====== Texte source
L'équipe d'Espagne féminine de football ou sélection féminine de football d'Espagne représente l'Espagne dans les compétitions internationales de football féminin. Elle a été créée officiellement par la Fédération d'Espagne de football en 1983, bien qu'existant depuis 1971, lorsque le foot féminin n'était reconnu à un niveau officiel ni par la RFEF ni par la FIFA[3].
Elle s'est qualifiée pour la première fois de son histoire à un Euro féminin en 1997 où elle y atteint les demi-finales, soit sa meilleure performance dans la compétition ; tandis qu'elle dispute son premier Mondial féminin en juin 2015[4]. Dirigée depuis par Montserrat Tomé, elle remporte la Coupe du monde 2023 à l'occasion de sa 3e participation à la grande messe mondiale et décroche ce faisant son premier titre majeur. Par la suite, elle remporte la Ligue des nations 2023-2024 dès l'inauguration de cette nouvelle compétition, ce qui lui permet de réaliser un doublé et de se qualifier pour la première fois aux Jeux olympiques lors de l'édition 2024.
Le football féminin en Espagne
Le premier match de football recensé dans la presse espagnole remonte au . Jouer à Barcelone, ce match philanthropique, dont la recette est destinée à la Fédération féminine contre la tuberculose, oppose l'équipe de La Giralda à celle du Montserrat, et se conclut par un score de 2-0. Il s'attire le critiques acerbes du journal El Mundo desportivo : « Cette première représentation de la femme dans le football masculin ne nous satisfait pas, non seulement en raison de son manque d'aspect sportif, mais aussi parce qu'il oblige les descendantes de notre mère Eve à adopter des positions aussi peu appropriées qu'inélégantes, éliminant la grâce féminine. »[5].
============
====== Lignes de données
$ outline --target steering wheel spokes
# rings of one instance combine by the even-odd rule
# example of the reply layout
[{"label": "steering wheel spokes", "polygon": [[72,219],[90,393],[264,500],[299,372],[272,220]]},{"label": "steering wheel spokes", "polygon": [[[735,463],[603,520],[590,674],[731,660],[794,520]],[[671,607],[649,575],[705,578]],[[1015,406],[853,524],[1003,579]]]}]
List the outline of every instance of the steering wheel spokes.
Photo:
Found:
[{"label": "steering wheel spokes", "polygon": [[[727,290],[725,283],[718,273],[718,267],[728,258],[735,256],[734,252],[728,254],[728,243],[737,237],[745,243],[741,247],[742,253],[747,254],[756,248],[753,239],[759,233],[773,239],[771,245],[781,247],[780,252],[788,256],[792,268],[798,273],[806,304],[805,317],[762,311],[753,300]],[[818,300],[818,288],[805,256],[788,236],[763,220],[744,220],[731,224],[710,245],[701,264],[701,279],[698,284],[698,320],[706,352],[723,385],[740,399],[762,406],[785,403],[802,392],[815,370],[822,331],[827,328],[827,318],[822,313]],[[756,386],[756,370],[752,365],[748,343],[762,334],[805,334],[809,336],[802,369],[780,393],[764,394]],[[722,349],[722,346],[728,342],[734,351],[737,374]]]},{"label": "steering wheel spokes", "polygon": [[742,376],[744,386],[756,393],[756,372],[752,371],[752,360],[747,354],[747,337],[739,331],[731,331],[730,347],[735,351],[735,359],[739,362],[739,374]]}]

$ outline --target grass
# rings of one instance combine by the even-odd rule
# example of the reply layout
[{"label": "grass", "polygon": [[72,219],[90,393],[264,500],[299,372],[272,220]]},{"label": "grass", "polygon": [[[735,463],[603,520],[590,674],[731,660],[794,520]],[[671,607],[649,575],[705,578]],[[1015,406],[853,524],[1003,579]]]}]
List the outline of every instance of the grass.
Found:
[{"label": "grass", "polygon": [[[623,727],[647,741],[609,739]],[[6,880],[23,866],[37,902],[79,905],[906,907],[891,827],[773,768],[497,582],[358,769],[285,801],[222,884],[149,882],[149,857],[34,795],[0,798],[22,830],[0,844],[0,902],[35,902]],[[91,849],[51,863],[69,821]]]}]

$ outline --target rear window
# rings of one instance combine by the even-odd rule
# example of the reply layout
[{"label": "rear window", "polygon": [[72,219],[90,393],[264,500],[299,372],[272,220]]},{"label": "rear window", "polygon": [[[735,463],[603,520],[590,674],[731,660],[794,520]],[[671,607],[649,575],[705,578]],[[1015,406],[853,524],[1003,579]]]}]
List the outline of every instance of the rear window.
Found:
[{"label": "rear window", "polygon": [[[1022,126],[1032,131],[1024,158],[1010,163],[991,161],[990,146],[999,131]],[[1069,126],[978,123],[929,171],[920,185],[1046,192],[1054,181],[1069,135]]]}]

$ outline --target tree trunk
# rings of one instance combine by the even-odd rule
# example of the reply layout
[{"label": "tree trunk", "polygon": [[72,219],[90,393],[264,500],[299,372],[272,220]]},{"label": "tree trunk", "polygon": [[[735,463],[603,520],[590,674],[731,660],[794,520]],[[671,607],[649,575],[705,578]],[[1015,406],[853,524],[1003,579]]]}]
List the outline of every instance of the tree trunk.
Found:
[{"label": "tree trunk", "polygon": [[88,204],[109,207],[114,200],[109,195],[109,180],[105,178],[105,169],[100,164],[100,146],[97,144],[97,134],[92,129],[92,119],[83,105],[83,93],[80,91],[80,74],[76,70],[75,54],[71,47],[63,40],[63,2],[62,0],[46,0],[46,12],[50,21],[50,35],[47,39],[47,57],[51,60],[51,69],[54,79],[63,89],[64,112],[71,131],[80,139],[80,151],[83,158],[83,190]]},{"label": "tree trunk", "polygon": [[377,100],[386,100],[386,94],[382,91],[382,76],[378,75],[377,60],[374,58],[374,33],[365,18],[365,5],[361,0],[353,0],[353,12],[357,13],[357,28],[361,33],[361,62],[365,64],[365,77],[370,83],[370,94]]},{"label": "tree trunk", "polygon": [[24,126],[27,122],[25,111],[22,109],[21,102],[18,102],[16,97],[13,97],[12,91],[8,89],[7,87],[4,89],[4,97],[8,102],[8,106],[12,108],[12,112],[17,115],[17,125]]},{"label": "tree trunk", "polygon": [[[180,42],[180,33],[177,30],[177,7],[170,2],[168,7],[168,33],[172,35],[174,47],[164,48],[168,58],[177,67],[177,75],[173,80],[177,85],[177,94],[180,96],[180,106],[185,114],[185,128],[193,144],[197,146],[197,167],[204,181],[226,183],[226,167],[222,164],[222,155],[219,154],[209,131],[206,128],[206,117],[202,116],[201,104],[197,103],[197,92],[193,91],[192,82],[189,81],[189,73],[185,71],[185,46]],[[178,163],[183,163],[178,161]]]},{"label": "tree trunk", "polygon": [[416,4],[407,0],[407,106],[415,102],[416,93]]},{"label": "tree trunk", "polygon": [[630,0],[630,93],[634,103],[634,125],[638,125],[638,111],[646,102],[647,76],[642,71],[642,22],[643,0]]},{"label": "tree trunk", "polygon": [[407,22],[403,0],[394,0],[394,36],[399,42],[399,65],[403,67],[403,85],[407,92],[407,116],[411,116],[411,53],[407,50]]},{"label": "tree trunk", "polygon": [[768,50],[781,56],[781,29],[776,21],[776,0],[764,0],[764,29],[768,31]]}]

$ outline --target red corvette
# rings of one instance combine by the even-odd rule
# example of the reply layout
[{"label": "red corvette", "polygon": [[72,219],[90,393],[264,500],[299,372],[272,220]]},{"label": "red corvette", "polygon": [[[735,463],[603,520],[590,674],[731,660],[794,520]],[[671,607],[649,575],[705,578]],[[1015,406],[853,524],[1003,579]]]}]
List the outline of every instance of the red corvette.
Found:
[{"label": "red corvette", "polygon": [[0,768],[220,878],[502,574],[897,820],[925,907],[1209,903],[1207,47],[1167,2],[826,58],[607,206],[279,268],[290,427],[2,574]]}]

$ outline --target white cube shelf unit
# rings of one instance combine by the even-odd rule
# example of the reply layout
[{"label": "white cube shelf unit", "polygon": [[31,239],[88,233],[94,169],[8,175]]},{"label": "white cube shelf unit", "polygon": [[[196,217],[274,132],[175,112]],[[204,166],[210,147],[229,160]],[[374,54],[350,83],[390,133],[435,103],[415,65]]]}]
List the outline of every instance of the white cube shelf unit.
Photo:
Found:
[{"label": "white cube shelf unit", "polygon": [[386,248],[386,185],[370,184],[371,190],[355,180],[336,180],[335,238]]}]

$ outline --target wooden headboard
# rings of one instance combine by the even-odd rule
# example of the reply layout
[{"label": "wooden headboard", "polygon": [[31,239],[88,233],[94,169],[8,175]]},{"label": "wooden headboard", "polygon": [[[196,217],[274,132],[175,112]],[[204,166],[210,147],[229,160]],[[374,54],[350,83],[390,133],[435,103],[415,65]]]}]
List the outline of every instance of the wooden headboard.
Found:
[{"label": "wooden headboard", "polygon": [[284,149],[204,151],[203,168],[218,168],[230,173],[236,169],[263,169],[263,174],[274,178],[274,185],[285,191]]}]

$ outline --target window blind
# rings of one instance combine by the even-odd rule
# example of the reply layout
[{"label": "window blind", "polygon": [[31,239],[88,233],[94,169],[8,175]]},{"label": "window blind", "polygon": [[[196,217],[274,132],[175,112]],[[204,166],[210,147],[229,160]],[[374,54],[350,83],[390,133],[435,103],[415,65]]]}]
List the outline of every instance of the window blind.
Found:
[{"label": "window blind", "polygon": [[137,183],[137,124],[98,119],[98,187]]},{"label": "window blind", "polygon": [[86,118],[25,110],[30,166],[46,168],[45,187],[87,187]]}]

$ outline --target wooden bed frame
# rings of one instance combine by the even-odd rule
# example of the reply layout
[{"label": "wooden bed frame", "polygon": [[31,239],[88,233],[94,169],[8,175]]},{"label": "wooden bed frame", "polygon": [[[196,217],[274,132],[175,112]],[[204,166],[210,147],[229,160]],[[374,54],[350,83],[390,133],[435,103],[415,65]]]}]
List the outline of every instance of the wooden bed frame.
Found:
============
====== Lignes de données
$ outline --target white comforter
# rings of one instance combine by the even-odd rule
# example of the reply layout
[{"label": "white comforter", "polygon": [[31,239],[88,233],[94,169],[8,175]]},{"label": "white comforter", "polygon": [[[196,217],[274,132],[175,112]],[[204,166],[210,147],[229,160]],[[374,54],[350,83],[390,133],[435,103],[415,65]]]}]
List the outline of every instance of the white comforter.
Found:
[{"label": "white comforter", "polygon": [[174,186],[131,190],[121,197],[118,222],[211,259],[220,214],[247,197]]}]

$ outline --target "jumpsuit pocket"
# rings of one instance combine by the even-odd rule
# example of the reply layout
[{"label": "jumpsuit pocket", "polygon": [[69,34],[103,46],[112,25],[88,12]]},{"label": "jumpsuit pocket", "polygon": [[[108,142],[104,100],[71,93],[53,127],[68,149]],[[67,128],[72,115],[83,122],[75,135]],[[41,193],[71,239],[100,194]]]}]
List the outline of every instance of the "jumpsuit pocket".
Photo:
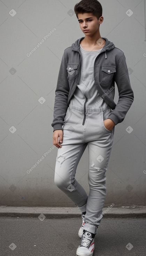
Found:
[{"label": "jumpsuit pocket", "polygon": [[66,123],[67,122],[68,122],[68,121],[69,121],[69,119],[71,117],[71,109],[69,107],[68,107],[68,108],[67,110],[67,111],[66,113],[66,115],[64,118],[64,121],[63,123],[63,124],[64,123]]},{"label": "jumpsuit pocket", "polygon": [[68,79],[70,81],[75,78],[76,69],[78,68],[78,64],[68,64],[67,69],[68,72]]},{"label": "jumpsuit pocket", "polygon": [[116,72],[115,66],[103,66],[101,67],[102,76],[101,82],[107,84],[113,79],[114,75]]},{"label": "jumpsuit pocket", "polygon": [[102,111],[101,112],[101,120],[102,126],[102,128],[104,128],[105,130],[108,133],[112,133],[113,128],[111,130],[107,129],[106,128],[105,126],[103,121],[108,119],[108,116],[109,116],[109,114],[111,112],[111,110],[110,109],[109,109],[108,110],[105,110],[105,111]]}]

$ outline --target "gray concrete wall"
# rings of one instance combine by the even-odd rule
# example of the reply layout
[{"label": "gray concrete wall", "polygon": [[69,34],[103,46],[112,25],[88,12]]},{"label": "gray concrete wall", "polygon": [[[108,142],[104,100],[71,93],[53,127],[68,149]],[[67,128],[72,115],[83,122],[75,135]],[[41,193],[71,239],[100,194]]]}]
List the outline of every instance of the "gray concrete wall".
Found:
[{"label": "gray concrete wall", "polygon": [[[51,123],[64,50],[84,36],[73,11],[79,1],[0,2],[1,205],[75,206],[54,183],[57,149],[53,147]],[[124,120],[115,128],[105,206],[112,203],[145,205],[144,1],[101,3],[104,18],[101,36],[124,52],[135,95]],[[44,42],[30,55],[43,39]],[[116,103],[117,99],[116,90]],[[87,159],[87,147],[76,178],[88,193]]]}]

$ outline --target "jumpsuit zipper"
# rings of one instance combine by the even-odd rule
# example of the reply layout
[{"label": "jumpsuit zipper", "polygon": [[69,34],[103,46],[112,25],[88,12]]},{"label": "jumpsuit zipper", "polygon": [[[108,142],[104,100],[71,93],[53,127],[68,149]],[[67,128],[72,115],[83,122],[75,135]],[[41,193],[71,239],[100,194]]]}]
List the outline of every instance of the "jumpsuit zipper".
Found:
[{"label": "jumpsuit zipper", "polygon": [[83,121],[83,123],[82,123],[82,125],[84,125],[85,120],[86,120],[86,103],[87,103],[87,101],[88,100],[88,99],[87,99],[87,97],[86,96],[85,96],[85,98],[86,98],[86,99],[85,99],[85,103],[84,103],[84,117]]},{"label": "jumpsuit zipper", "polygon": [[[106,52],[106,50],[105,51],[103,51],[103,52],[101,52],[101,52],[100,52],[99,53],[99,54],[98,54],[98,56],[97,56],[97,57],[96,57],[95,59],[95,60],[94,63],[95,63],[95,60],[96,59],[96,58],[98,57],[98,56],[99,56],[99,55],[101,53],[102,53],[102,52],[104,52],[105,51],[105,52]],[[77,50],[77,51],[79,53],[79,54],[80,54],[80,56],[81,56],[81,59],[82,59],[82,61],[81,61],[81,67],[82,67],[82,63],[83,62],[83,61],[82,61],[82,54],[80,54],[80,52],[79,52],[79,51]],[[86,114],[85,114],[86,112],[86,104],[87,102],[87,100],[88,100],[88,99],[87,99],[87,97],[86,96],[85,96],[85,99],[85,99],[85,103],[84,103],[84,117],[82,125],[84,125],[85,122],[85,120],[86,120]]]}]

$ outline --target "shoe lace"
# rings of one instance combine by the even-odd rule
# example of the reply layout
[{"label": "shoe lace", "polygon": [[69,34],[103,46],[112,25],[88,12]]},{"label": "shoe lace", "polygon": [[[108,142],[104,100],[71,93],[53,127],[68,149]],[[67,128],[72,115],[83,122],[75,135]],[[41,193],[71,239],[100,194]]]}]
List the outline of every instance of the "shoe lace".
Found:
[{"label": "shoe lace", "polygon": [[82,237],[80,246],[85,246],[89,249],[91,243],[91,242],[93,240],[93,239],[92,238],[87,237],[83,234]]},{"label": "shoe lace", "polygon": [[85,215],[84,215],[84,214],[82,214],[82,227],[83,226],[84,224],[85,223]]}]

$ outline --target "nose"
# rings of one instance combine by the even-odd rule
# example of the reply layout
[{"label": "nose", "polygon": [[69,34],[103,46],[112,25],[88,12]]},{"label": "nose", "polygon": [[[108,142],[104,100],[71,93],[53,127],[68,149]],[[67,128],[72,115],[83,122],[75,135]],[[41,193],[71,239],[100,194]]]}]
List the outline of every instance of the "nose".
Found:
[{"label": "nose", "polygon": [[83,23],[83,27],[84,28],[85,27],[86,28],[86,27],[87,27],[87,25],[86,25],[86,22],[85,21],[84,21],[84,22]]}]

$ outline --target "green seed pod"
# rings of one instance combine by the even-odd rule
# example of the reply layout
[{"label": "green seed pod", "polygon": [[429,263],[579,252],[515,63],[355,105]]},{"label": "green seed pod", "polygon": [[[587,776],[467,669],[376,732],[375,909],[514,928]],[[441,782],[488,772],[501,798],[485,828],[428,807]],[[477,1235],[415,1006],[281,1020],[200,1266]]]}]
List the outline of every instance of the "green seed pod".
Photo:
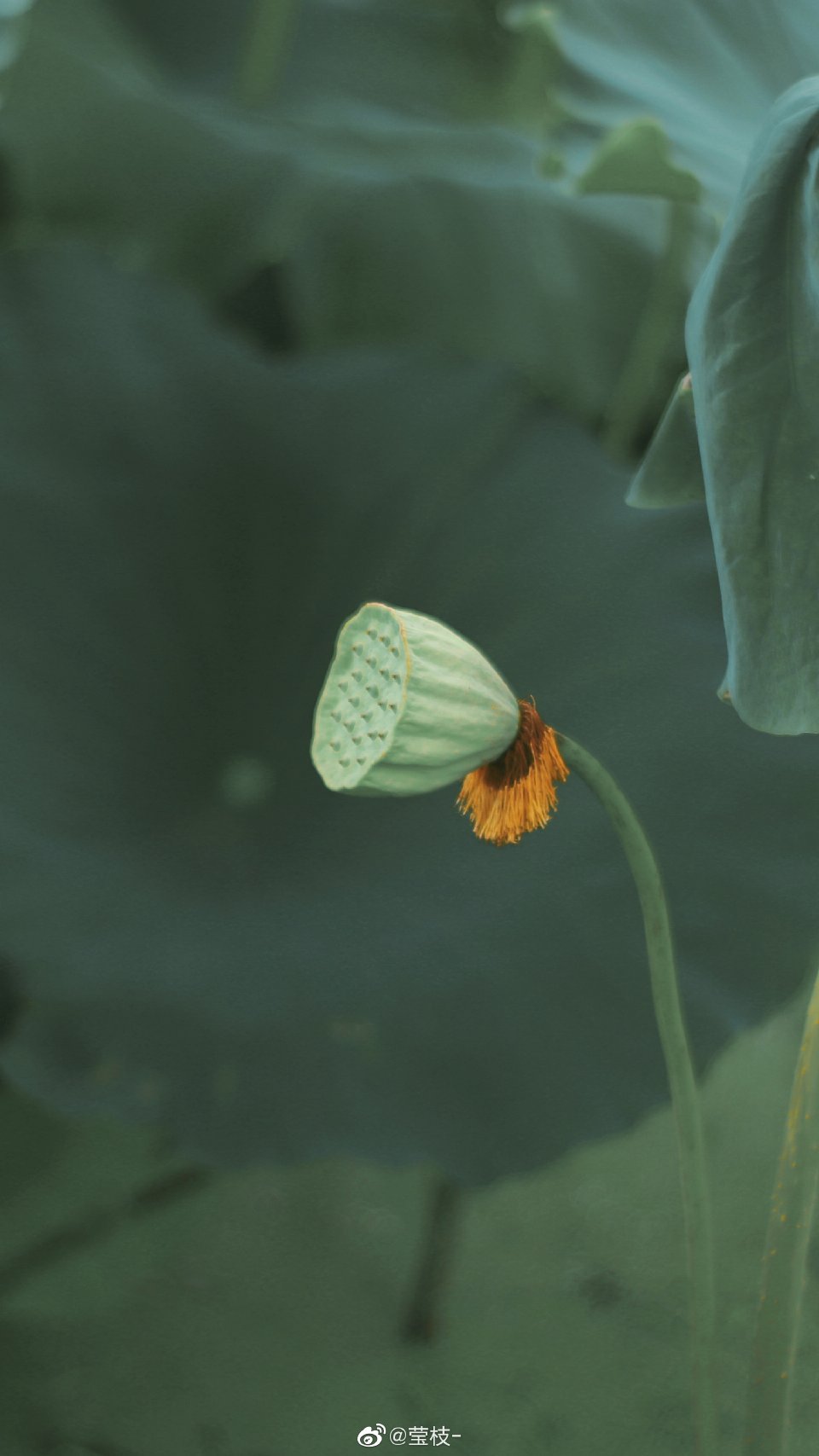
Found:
============
====== Lignes de données
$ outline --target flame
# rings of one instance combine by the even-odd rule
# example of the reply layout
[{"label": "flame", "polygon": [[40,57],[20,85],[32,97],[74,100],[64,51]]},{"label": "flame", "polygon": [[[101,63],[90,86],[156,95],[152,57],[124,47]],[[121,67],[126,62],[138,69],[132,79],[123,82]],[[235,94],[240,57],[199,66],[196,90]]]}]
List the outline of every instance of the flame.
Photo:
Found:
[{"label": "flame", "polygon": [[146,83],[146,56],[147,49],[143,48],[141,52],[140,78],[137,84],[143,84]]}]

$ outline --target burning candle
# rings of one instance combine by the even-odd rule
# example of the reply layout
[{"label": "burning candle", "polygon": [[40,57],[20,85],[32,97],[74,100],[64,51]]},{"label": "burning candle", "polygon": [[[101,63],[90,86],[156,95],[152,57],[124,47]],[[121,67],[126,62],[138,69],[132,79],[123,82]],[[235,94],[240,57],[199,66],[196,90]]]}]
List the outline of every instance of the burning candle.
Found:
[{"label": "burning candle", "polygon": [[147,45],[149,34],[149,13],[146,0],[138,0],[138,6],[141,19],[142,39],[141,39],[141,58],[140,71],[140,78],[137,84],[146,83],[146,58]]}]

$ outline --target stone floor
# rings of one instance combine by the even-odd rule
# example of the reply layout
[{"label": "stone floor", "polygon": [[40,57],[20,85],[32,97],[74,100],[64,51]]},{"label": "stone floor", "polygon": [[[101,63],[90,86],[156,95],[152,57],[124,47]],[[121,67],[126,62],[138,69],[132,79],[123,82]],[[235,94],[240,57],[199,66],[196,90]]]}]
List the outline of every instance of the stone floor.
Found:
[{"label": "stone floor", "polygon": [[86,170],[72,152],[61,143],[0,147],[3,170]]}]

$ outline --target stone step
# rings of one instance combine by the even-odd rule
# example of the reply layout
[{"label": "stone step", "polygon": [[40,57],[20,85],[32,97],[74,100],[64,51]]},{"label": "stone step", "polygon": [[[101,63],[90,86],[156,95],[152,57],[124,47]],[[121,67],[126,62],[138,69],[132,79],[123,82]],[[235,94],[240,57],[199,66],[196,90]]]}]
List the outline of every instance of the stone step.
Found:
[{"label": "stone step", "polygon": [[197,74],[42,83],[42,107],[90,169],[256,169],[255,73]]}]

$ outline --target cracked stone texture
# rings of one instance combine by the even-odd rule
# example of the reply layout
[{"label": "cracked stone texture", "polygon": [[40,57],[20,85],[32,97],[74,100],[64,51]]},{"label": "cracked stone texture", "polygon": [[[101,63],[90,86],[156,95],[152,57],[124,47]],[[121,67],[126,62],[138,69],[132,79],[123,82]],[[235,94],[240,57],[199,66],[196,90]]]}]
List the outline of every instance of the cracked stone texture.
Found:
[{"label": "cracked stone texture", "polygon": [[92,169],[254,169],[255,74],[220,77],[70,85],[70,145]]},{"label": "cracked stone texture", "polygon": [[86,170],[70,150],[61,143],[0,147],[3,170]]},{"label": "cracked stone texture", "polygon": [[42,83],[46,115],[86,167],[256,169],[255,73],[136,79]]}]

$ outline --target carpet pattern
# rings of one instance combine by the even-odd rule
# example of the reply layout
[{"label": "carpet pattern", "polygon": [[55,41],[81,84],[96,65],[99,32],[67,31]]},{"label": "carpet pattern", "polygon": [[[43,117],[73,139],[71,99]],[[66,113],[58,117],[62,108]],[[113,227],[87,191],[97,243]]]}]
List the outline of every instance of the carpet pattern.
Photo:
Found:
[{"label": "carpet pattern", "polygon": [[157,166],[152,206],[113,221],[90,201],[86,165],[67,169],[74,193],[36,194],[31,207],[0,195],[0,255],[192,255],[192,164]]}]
============
Problèmes à résoudre>
[1] Renvoyez mot pour mot le passage du texte sur l'équipe d'Espagne féminine, en partant des mots « L'équipe d'Espagne féminine » et en vous arrêtant après « par la FIFA[3]. ».
[2] Selon le texte sur l'équipe d'Espagne féminine, pour quelles raisons le journal El Mundo desportivo critique-t-il le premier match recensé ? Répondez en une à trois phrases.
Appuyez-vous uniquement sur le texte sur l'équipe d'Espagne féminine.

Réponses rédigées>
[1]
L'équipe d'Espagne féminine de football ou sélection féminine de football d'Espagne représente l'Espagne dans les compétitions internationales de football féminin. Elle a été créée officiellement par la Fédération d'Espagne de football en 1983, bien qu'existant depuis 1971, lorsque le foot féminin n'était reconnu à un niveau officiel ni par la RFEF ni par la FIFA[3].

[2] Le journal reproche d'abord à ce match son manque d'aspect sportif. Il lui reproche aussi d'obliger les femmes à adopter des positions aussi peu appropriées qu'inélégantes, ce qui élimine selon lui la grâce féminine.